C’est la question polémique que soulève l’actuel PLFSS, qui prévoit de placer sous objectifs les médecins jugés trop prescripteurs d’arrêts de travail. Une mesure qui se trompe de cible – s’attaquant aux symptômes plutôt qu’aux causes – et risque de décourager davantage les médecins…

Alors même que les dispositifs d’accompagnement des prescripteurs ont démontré leur efficacité en favorisant une approche positive, l’actuel PLFSS prévoit la mise sous objectifs obligatoire des médecins qui prescriraient trop d’arrêts de travail.

Selon l’article R.4127 - 5 du Code de la santé publique, « Le médecin ne peut aliéner son indépendance professionnelle sous quelque forme que ce soit ». Un praticien qui ne serait pas libre de ses prescriptions pourrait en effet prendre des décisions défavorables à ses patients. Il ne ferait plus des choix en leur faveur mais en considérant les sanctions auxquelles il s’exposerait.

On se trompe de problème : les arrêts maladie coûtent cher à la Sécurité sociale, mais ce n’est pas en contrôlant leur prescription que leur nécessité va diminuer !

──────────

D'après le passage sur le PLFSS et les arrêts de travail, que prévoit l'actuel PLFSS pour les médecins qui prescriraient trop d'arrêts de travail ? Appuyez-vous uniquement sur le passage cité.

──────────

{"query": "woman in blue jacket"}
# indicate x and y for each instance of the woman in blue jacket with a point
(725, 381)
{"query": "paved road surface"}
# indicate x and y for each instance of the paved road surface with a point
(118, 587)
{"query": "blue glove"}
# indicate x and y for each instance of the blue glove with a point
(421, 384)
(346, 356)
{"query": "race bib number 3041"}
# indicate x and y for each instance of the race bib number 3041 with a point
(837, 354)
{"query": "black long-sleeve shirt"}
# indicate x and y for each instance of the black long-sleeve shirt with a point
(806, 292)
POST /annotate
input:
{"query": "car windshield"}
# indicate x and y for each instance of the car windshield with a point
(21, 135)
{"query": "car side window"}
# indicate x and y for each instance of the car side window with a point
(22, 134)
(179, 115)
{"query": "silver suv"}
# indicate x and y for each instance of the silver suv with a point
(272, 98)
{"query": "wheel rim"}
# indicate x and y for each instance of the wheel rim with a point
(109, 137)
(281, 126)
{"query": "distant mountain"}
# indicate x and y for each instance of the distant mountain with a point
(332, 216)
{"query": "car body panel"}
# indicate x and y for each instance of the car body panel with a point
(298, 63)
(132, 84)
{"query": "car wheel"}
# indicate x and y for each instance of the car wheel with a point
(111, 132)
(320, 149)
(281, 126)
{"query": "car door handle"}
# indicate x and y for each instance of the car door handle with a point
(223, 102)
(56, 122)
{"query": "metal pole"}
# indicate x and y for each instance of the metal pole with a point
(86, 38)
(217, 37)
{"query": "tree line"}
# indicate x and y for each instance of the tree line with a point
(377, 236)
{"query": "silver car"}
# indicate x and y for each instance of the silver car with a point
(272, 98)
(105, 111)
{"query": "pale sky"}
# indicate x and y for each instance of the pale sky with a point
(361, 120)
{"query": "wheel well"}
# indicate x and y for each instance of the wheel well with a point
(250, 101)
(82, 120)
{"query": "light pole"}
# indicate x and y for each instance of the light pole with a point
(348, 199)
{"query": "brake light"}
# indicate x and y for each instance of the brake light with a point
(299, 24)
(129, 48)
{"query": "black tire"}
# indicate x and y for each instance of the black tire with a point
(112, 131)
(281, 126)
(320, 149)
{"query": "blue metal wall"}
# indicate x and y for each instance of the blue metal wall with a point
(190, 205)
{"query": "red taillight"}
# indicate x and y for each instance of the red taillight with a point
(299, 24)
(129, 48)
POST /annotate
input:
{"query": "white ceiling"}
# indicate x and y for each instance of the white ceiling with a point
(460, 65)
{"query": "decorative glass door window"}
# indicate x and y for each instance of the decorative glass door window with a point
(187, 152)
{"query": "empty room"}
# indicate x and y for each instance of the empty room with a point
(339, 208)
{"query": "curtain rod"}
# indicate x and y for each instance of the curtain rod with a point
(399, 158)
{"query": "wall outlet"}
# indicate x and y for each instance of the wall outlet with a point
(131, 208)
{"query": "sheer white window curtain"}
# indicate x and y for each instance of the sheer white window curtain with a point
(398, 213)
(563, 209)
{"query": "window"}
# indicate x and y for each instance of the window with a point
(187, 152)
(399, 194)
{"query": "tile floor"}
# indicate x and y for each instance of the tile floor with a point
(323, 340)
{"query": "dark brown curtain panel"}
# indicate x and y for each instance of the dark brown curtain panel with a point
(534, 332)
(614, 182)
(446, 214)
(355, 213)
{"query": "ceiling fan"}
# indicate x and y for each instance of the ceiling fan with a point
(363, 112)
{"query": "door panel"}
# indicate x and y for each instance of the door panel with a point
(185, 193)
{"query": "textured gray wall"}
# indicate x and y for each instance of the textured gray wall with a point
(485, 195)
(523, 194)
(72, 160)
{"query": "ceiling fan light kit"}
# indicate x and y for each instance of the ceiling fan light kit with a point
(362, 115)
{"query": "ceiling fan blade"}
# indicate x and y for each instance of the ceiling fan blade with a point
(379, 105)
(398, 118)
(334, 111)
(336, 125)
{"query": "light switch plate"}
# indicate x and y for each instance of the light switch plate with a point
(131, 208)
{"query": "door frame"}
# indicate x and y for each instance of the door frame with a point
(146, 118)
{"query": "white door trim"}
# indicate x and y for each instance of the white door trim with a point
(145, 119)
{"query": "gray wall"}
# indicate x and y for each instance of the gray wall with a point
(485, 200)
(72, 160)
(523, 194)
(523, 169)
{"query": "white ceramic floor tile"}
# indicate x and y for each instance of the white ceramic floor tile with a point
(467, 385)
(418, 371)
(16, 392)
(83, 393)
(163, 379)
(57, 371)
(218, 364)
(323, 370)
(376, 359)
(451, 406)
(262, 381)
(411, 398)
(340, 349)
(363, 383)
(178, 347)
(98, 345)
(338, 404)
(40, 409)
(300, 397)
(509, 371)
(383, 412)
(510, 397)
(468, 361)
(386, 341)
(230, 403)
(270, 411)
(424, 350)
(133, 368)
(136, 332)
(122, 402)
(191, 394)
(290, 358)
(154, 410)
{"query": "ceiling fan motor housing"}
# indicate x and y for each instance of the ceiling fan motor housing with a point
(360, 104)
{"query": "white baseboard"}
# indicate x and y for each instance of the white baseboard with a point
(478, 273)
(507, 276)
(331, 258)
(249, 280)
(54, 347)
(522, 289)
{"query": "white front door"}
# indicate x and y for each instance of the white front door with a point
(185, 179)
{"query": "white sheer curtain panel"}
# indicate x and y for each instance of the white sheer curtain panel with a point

──────────

[ZONE DE RÉPONSE]
Leur mise sous objectifs obligatoire.